> **INSTRUCTIONS TO FOLLOW**:
Rewrite the lines below, putting "Label" wherever "Target" appears and leaving everything else as it is.

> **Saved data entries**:
━━━━━━━━━━
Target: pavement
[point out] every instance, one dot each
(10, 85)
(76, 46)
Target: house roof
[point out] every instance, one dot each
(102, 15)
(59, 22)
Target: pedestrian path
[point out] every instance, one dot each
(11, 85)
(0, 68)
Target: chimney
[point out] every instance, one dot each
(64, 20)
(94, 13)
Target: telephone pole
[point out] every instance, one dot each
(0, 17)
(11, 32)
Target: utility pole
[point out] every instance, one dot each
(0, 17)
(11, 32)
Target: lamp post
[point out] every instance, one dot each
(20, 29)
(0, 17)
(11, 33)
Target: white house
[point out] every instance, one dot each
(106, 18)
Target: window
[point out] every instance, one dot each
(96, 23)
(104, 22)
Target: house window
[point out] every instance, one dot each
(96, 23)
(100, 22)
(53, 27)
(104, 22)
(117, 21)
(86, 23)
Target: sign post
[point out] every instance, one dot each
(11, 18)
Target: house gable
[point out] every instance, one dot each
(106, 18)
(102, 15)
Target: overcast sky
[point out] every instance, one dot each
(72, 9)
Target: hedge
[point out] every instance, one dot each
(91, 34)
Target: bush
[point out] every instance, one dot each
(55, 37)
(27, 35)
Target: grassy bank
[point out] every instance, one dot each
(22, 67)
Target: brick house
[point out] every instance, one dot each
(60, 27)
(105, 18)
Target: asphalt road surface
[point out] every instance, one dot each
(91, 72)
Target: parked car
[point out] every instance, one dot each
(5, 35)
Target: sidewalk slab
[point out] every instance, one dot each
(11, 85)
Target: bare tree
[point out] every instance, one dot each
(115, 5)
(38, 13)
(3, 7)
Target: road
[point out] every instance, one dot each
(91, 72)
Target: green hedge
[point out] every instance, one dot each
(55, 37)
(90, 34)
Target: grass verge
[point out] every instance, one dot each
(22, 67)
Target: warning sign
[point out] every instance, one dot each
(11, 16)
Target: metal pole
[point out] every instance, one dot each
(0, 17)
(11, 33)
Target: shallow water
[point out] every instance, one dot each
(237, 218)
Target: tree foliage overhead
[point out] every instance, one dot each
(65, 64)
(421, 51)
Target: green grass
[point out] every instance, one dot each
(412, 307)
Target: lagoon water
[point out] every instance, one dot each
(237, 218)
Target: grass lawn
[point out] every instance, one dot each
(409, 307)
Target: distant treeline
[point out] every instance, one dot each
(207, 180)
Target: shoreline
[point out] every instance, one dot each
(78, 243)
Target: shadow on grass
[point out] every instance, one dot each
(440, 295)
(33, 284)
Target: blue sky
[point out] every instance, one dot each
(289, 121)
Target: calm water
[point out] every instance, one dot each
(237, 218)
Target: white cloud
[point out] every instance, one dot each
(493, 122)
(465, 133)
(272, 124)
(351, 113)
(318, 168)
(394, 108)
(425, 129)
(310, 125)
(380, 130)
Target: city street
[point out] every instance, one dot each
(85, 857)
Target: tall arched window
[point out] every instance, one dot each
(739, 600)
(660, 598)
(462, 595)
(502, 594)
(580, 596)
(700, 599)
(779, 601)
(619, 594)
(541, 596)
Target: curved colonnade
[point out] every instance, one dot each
━━━━━━━━━━
> **FINAL RESULT**:
Label: pavement
[point out] every instance, one dot each
(10, 85)
(76, 46)
Label: house roof
[point out] every instance, one dot each
(102, 15)
(59, 22)
Label: pedestrian path
[point out] every instance, one dot each
(11, 85)
(0, 68)
Label: chimney
[point out] every instance, one dot each
(64, 20)
(94, 13)
Label: telephone pole
[point out] every instance, one dot each
(0, 17)
(11, 32)
Label: utility pole
[point out] every instance, one dot each
(0, 17)
(11, 32)
Label: lamp post
[point out] every instance, one dot each
(20, 29)
(0, 17)
(11, 33)
Label: white house
[point out] every instance, one dot each
(106, 18)
Label: window
[point out] every instance, one dot each
(96, 23)
(104, 22)
Label: house window
[point out] every instance, one dot each
(96, 23)
(100, 22)
(53, 27)
(104, 22)
(117, 21)
(86, 23)
Label: sign post
[point out] every instance, one dot each
(11, 18)
Label: house gable
[point out] every instance, one dot each
(106, 18)
(102, 15)
Label: overcast sky
[point out] every instance, one dot each
(72, 9)
Label: hedge
[point out] every instance, one dot each
(91, 34)
Label: bush
[point out] every instance, one dot each
(55, 37)
(27, 35)
Label: grassy bank
[point out] every instance, one dot each
(22, 67)
Label: brick house
[point out] every instance, one dot each
(60, 27)
(105, 18)
Label: asphalt road surface
[point out] every instance, one dot each
(91, 72)
Label: parked car
[point out] every instance, one dot each
(5, 35)
Label: sidewalk slab
[point out] every instance, one dot each
(11, 85)
Label: bare tree
[point out] every instance, one dot each
(115, 5)
(38, 13)
(3, 7)
Label: road
[point out] every instance, one dot each
(91, 72)
Label: green hedge
[point out] every instance, one dot each
(55, 37)
(90, 34)
Label: grass verge
[point out] every instance, one dot each
(22, 67)
Label: warning sign
[point out] every instance, one dot each
(11, 16)
Label: metal pole
[point out] every instance, one dot each
(0, 17)
(11, 33)
Label: shallow water
[point out] every instance, one dot each
(237, 218)
Label: tree foliage overhead
[point out] every instance, one dot each
(65, 64)
(421, 51)
Label: green grass
[point out] every instance, one dot each
(412, 307)
Label: lagoon water
[point out] every instance, one dot each
(237, 218)
Label: grass lawn
[point out] every instance, one dot each
(409, 307)
Label: distant treeline
[point out] every instance, one dot each
(207, 180)
Label: shoreline
[point out] every instance, one dot each
(78, 243)
Label: shadow on grass
[point out] every instance, one dot each
(440, 295)
(33, 284)
Label: blue sky
[point out] every instance, one dot each
(289, 121)
Label: calm water
[point out] every instance, one dot each
(237, 218)
Label: white cloud
[point out] every instance, one dot each
(493, 122)
(465, 133)
(272, 124)
(351, 113)
(318, 168)
(394, 108)
(425, 129)
(310, 125)
(380, 130)
Label: city street
[point out] every instance, one dot each
(85, 857)
Label: tall arched window
[point out] every instance, one dot each
(739, 600)
(660, 598)
(462, 595)
(502, 594)
(580, 596)
(700, 599)
(779, 601)
(619, 594)
(541, 596)
Label: curved colonnade
[point out] every instance, one dot each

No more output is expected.